▶ _PROBLEM TO WORK ON_:
Your answer must be an exact copy of the listing, with the images left out.

▶ _SUPPLIED RECORDS_:
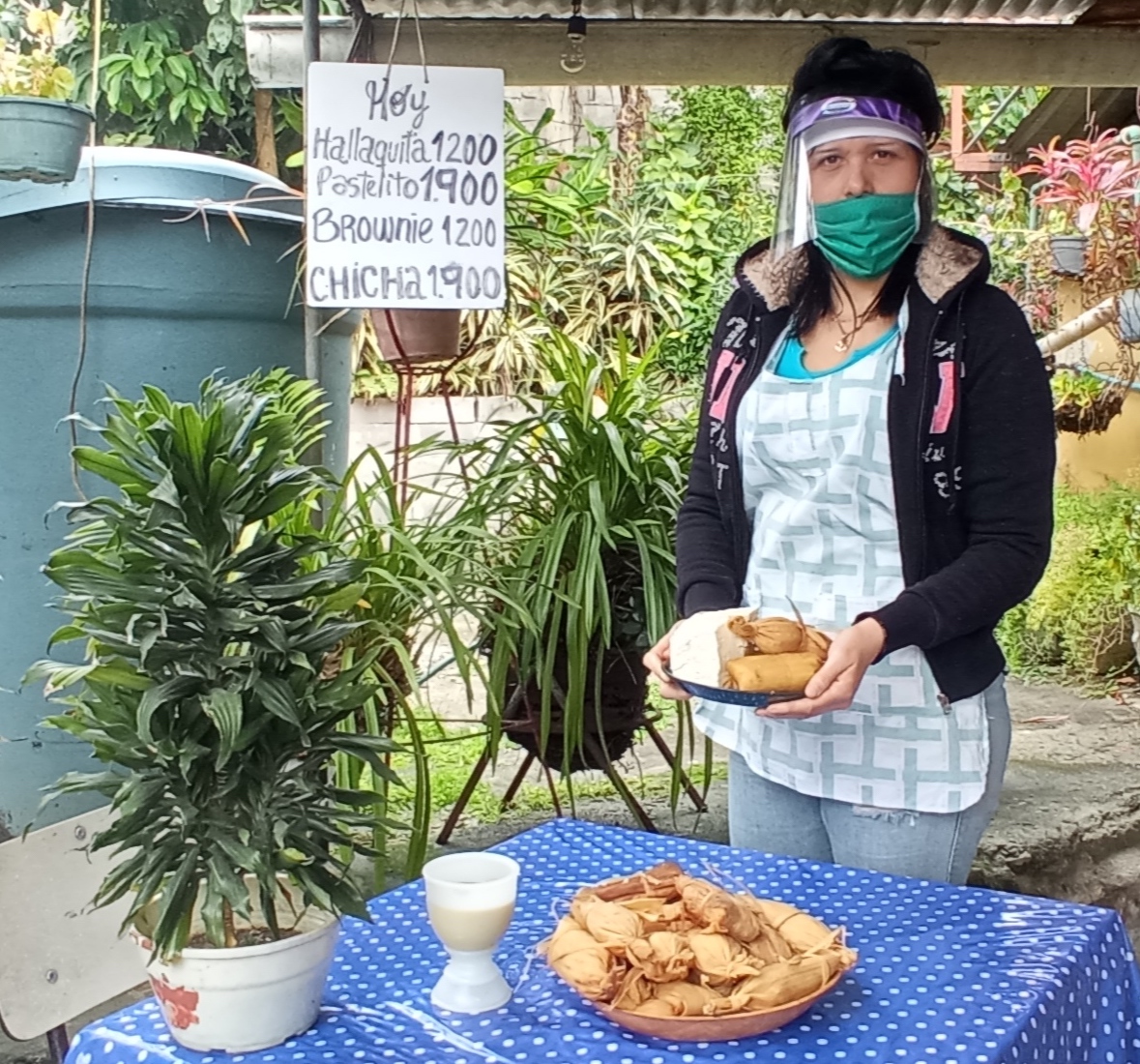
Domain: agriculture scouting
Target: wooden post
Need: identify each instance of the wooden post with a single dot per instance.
(956, 121)
(263, 133)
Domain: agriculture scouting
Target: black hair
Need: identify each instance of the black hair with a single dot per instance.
(816, 294)
(849, 66)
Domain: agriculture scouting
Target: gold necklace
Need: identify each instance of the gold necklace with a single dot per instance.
(845, 338)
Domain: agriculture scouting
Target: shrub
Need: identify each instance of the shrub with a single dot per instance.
(1076, 620)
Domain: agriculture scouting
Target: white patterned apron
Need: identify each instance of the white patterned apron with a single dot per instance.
(815, 463)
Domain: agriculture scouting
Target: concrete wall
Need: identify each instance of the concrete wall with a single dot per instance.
(573, 107)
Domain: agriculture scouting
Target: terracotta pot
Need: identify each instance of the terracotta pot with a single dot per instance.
(414, 337)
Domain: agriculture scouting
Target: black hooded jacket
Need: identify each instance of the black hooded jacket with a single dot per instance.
(973, 452)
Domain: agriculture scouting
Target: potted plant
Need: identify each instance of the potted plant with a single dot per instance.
(42, 133)
(583, 495)
(209, 616)
(1084, 402)
(1087, 183)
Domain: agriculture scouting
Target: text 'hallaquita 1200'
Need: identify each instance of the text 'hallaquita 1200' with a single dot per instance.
(403, 176)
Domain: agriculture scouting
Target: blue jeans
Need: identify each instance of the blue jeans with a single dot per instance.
(775, 819)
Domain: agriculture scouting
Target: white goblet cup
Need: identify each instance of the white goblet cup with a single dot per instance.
(470, 903)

▶ _SOLUTION FOR THIS PROBLEM_:
Domain: agriculture scouting
Target: wooden post
Need: identify each instance of the wooden post with a single dot per instance.
(956, 121)
(263, 133)
Domain: agriculture scouting
Target: black hair
Need: identify each instance of the black hair with a single dot per instance.
(816, 294)
(849, 66)
Domain: agriculture scouting
Target: gold necklace
Need: identify each instance of the gold necklace with a single dot per instance.
(845, 338)
Domain: agriculture scouting
Target: shrub
Need: identify each instance of the shrub with a single dot per instance.
(1076, 620)
Domain: agriculture scouting
Target: white patterned apron
Need: identify each instance of the white patterned apron with a single dot per instance.
(815, 463)
Domain: agriculture scouting
Target: concrete wall
Need: identify each instance of the concrete wall with a single dot per instance.
(573, 107)
Domain: agriculture scouting
Target: terracotta pot
Need: identify each instance of the terracotta pot with a single dot per instance.
(414, 337)
Domain: agriculture scouting
Target: black hooded jacket
Need: identify each instance of the black hooded jacket with a single dot per instance.
(973, 452)
Domain: agriculture scouting
Target: potted plant
Need: identify each instance of the potted plant with a single dot per instance.
(42, 133)
(583, 495)
(209, 616)
(1084, 402)
(1087, 183)
Domain: agriculture scouting
Target: text 'hallaquita 1200'
Need: identify each instance of the text 'hallaquita 1200' with a single dot per instance.
(403, 176)
Domain: agriculture scouting
Target: blue jeans
Need: identify each instance of the blue jeans with a single dot per instance.
(775, 819)
Domain: agriculture scouting
Target: white goblet cup
Need: identify each instance of the white goblet cup with a single dot per instance.
(470, 903)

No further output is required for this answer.